> [TEXT SECTION]:
OSDF usage examples

import glob
import re
import matplotlib as plt
import numpy as np
import scipy as sp
import xarray as xr
import intake
import intake_esm
import pandas as pd

######## File paths ################
lustre_scratch    = "/lustre/desc1/scratch/harshah"
gdex_data         = "/gdex/data/special_projects/pythia_2024"
annual_means      =  gdex_data + '/annual_means/'
zarr_path         =  gdex_data + "/tas_zarr/"
#########
gdex_url           = 'https://data.gdex.ucar.edu/'
era5_catalog      = gdex_url + 'special_projects/pythia_2024/pythia_intake_catalogs/era5_catalog.json'
#
##########
print(era5_catalog)

https://data.gdex.ucar.edu/special_projects/pythia_2024/pythia_intake_catalogs/era5_catalog.json

USE_PBS_SCHEDULER = True

# Create a PBS cluster object
def get_pbs_cluster():
    """ Create cluster through dask_jobqueue.   
    """
    from dask_jobqueue import PBSCluster
    cluster = PBSCluster(
        job_name = 'dask-osdf-24',
        cores = 1,
        memory = '4GiB',
        processes = 1,
        local_directory = lustre_scratch + '/dask/spill',
        log_directory = lustre_scratch + '/dask/logs/',
        resource_spec = 'select=1:ncpus=1:mem=4GB',
        queue = 'casper',
        walltime = '3:00:00',
        #interface = 'ib0'
        interface = 'ext'
    )
    return cluster

def get_gateway_cluster():
    """ Create cluster through dask_gateway
    """
    from dask_gateway import Gateway

    gateway = Gateway()
    cluster = gateway.new_cluster()
    cluster.adapt(minimum=2, maximum=4)
    return cluster

def get_local_cluster():
    """ Create cluster using the Jupyter server's resources
    """
    from distributed import LocalCluster, performance_report
    cluster = LocalCluster()    

    cluster.scale(6)
    return cluster

# Obtain dask cluster in one of three ways
if USE_PBS_SCHEDULER:
    cluster = get_pbs_cluster()
elif USE_DASK_GATEWAY:
    cluster = get_gateway_cluster()
else:
    cluster = get_local_cluster()

# Connect to cluster
from distributed import Client
client = Client(cluster)

> [YOUR TASKS]:
**A)** In the OSDF usage examples, turn the block beginning "# Create a PBS cluster object" into a short list of its main facts.
**B)** Output everything in the OSDF usage examples from "cluster.scale(6)" down to "cluster = get_gateway_cluster()", keeping it unchanged.

> [DATA ENTRIES]:
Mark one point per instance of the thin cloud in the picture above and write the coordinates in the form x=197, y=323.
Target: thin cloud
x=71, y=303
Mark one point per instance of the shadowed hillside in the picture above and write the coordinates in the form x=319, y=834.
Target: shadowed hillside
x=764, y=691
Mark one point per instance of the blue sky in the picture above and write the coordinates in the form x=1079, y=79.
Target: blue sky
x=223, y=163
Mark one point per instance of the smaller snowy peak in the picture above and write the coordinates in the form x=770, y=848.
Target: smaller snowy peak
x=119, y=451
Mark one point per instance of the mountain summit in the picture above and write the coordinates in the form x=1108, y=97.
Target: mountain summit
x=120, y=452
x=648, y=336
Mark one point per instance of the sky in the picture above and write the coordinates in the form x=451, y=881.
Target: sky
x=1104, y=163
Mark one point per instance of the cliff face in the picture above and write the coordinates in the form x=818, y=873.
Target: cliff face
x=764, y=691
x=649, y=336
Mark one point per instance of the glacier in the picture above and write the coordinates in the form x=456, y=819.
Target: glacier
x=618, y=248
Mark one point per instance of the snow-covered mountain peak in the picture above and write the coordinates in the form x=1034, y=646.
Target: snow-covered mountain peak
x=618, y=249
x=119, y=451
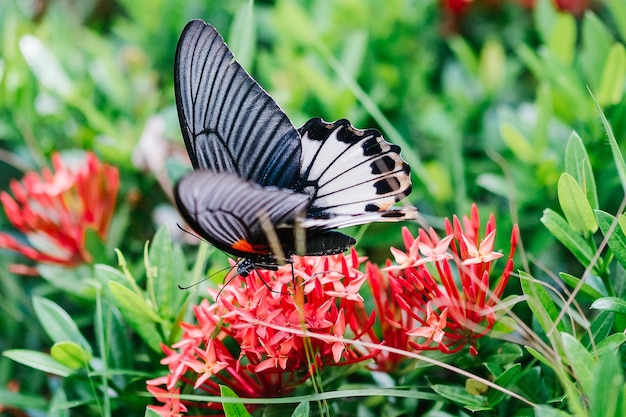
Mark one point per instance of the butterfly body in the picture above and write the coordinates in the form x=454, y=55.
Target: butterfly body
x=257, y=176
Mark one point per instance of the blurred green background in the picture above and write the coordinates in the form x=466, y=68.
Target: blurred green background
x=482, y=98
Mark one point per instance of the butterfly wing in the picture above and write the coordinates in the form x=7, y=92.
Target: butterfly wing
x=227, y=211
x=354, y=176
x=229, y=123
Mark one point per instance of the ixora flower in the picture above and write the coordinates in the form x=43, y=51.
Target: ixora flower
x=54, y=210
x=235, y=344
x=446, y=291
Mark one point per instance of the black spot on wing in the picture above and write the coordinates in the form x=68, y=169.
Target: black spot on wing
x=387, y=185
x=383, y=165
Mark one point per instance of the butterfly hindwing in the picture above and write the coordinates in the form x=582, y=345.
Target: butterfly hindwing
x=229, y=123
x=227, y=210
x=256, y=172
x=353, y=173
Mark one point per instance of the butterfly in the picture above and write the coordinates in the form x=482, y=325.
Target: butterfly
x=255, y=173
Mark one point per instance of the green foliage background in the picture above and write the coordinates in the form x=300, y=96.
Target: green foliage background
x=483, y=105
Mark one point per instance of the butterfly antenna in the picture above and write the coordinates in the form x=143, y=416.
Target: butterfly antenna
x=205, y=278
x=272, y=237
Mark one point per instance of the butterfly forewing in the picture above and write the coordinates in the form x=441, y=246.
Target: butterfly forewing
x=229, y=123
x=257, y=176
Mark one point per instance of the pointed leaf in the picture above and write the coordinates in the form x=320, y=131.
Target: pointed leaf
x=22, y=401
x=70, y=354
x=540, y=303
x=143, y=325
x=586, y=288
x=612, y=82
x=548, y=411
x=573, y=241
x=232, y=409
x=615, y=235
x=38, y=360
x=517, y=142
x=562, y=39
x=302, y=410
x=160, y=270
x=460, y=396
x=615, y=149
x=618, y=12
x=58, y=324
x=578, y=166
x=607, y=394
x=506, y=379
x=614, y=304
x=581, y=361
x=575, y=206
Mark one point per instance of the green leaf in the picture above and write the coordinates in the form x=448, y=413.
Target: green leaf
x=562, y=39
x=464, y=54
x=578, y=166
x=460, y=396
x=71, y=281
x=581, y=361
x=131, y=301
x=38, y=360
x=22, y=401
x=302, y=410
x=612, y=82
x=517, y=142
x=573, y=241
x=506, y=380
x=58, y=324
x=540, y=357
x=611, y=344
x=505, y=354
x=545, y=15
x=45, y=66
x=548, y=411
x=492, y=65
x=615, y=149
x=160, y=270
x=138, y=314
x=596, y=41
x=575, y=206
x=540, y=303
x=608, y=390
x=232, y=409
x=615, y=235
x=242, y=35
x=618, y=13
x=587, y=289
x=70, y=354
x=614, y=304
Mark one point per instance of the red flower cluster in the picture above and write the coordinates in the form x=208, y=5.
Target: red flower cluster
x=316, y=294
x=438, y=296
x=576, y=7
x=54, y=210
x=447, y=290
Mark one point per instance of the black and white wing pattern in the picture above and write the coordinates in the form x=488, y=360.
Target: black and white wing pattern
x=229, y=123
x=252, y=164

...

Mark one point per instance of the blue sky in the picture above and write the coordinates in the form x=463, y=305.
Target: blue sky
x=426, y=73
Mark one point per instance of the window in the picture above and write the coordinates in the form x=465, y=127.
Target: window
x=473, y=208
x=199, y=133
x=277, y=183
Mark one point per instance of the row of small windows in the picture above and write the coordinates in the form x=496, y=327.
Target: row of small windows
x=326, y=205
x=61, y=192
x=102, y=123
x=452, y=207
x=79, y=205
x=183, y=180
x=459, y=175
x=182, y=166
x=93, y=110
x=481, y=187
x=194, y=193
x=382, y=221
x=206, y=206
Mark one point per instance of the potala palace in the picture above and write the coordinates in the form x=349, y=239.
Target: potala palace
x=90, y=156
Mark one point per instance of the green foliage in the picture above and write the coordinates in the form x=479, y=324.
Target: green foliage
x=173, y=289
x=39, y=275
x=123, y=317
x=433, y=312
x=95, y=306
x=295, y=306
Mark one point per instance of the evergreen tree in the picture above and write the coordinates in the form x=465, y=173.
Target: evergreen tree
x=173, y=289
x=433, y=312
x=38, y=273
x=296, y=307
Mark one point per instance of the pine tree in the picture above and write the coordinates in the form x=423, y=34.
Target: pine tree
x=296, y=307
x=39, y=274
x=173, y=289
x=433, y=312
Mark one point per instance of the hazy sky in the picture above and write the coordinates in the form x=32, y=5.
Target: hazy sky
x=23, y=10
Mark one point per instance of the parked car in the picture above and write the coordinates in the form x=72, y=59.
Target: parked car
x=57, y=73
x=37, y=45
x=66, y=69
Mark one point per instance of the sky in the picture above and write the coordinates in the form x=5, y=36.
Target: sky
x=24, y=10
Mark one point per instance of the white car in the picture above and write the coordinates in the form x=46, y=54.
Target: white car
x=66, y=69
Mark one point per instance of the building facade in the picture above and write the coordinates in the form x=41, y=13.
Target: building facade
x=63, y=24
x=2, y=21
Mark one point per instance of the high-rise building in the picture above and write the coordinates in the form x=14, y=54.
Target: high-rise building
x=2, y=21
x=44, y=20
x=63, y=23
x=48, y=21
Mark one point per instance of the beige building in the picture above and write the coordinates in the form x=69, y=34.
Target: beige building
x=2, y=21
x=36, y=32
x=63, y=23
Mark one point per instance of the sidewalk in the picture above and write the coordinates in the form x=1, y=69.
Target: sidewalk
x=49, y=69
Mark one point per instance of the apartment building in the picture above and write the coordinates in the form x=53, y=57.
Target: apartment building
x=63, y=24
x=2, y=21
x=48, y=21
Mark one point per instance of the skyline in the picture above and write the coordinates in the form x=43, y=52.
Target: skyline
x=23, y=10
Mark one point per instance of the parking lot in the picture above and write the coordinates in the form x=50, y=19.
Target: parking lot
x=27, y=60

> [SOLUTION SET]:
**A)**
- Defines `get_pbs_cluster()`, which creates a cluster through `dask_jobqueue` using `PBSCluster`.
- Job name: `dask-osdf-24`.
- 1 core, 1 process, 4GiB of memory.
- Resource spec: `select=1:ncpus=1:mem=4GB`.
- Local (spill) directory: `lustre_scratch + '/dask/spill'`. Log directory: `lustre_scratch + '/dask/logs/'`.
- Queue: `casper`. Walltime: `3:00:00`.
- Network interface: `ext` (the `ib0` line is commented out).
- Returns the cluster.

**B)**
cluster.scale(6)
    return cluster

# Obtain dask cluster in one of three ways
if USE_PBS_SCHEDULER:
    cluster = get_pbs_cluster()
elif USE_DASK_GATEWAY:
    cluster = get_gateway_cluster()